- What to do
Please set down, exactly as written, the line containing "around the white" and every line after it through the end of the records.

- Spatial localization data
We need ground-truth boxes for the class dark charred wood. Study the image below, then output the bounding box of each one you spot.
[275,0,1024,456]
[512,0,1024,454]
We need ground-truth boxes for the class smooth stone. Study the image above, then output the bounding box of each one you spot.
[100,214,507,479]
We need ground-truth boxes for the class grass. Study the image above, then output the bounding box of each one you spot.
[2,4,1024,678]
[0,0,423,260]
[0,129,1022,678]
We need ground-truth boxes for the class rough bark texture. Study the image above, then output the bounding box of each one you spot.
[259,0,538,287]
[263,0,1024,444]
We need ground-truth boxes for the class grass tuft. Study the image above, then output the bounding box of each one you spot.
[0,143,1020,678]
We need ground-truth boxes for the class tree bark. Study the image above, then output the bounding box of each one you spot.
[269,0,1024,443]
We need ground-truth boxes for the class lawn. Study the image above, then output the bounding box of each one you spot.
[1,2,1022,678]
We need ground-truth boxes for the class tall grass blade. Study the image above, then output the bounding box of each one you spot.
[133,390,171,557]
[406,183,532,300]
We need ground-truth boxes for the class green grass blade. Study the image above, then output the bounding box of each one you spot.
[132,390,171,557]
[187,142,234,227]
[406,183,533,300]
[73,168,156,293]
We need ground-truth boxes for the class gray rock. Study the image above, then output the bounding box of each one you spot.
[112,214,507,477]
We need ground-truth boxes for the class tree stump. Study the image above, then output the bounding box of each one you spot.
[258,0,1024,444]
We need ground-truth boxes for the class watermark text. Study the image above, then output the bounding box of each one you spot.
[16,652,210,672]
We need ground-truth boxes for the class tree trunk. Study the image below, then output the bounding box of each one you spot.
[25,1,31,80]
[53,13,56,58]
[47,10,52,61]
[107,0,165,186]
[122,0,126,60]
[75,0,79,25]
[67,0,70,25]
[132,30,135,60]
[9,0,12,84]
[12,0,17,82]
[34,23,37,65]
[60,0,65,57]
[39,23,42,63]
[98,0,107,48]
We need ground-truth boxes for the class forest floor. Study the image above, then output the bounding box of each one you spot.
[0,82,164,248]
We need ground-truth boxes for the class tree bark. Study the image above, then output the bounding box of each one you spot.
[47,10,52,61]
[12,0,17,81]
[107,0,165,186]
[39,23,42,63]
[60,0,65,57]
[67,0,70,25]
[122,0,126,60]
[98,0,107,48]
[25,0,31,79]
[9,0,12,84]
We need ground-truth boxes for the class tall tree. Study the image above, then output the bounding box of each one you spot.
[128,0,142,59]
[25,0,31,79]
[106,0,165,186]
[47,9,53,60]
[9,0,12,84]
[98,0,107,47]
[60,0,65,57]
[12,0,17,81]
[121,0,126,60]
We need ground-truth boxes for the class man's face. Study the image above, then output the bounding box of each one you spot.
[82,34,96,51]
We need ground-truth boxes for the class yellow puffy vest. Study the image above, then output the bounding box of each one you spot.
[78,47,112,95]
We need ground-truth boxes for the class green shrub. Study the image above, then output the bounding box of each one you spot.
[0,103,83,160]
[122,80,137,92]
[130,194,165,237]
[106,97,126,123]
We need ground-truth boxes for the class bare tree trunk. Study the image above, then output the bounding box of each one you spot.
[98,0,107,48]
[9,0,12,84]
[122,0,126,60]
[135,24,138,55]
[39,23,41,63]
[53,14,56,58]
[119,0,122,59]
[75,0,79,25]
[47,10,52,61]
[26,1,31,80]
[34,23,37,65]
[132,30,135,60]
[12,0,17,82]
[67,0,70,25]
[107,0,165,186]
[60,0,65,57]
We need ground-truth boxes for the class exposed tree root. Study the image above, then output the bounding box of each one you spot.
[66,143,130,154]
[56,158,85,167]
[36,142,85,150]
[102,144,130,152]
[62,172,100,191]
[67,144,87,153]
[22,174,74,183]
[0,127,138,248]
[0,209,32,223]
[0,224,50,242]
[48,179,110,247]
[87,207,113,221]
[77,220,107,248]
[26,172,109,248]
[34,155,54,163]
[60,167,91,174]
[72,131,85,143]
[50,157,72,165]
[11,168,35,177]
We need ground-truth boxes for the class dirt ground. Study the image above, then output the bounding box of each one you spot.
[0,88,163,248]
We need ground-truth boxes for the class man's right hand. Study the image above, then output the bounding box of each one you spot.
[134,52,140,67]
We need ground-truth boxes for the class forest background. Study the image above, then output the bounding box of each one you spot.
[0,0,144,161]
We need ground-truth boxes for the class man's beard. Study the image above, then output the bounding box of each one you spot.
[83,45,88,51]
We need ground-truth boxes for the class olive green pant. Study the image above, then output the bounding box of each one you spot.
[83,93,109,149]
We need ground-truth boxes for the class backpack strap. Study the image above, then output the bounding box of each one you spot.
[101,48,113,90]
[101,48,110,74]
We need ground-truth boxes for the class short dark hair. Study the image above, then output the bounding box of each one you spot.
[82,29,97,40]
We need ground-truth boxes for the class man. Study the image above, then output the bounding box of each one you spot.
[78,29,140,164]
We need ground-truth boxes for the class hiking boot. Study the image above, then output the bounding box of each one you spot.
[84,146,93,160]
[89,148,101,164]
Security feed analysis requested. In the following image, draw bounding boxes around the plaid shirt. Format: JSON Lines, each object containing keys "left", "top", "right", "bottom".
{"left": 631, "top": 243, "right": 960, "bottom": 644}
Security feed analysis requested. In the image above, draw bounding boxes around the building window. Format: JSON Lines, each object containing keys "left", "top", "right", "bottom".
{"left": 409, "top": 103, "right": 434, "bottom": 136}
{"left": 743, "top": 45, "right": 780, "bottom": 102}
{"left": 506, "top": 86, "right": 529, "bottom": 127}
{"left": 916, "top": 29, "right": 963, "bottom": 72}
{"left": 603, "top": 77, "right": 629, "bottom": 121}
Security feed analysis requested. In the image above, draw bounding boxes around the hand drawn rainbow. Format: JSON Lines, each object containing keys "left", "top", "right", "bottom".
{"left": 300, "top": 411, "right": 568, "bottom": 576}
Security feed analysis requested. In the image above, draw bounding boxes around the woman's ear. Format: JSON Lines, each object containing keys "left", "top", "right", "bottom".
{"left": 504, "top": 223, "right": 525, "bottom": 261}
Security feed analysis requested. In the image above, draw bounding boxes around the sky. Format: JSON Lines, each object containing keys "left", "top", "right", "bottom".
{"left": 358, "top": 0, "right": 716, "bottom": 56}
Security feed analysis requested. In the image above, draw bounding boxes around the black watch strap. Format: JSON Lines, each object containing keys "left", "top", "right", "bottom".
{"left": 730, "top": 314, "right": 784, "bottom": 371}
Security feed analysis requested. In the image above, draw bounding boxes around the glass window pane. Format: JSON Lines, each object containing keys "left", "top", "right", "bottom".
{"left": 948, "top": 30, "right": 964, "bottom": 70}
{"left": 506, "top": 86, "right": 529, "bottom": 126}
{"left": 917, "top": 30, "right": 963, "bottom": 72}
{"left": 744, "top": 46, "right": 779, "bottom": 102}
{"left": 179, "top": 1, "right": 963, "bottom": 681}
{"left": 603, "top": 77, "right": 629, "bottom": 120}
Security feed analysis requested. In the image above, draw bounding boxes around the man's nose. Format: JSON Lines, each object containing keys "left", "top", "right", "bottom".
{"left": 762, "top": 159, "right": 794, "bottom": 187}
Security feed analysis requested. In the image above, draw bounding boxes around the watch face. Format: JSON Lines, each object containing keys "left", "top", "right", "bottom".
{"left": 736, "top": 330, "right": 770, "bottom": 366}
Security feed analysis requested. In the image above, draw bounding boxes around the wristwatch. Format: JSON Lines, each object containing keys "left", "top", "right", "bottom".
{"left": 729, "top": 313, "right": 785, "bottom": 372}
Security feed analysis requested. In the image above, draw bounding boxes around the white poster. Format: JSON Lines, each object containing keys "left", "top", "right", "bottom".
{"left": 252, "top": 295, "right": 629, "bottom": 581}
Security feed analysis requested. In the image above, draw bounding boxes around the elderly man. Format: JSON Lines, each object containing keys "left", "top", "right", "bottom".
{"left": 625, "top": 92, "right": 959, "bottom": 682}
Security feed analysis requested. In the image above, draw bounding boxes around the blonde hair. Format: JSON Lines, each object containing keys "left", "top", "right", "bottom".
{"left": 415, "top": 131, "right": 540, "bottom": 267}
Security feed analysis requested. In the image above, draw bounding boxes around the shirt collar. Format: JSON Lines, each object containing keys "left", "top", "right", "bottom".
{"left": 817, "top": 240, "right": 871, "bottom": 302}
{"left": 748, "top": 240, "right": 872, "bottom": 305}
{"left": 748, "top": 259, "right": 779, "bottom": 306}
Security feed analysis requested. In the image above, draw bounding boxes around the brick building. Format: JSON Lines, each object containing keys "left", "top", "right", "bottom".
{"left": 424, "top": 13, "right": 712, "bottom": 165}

- Task answer
Security feed analysis requested. In the image above, draw bounding boxes around the white poster. Format: JSON Lines, each object containing keys "left", "top", "right", "bottom".
{"left": 252, "top": 295, "right": 629, "bottom": 581}
Security feed analysis requested. In the image above, draw bounding boxes around the elderly man. Format: JSON Lines, each object containing keys "left", "top", "right", "bottom".
{"left": 625, "top": 92, "right": 959, "bottom": 682}
Security feed analysis requested. In the image above, draw bounding boxes around the blonde hair. Format: JSON Lines, each object containing keys "left", "top", "right", "bottom".
{"left": 415, "top": 131, "right": 540, "bottom": 267}
Security feed analysis requested. In the image above, draw bounding boxes around the shirt collar. Format: JSON Lines, each object containing keys "left", "top", "right", "bottom".
{"left": 817, "top": 240, "right": 871, "bottom": 302}
{"left": 748, "top": 240, "right": 872, "bottom": 305}
{"left": 748, "top": 259, "right": 779, "bottom": 306}
Security feed analysis requested. In the image above, draw bounding boxes around the brick building. Format: JSON Lines, each object containing keys "left", "top", "right", "bottom".
{"left": 424, "top": 13, "right": 712, "bottom": 165}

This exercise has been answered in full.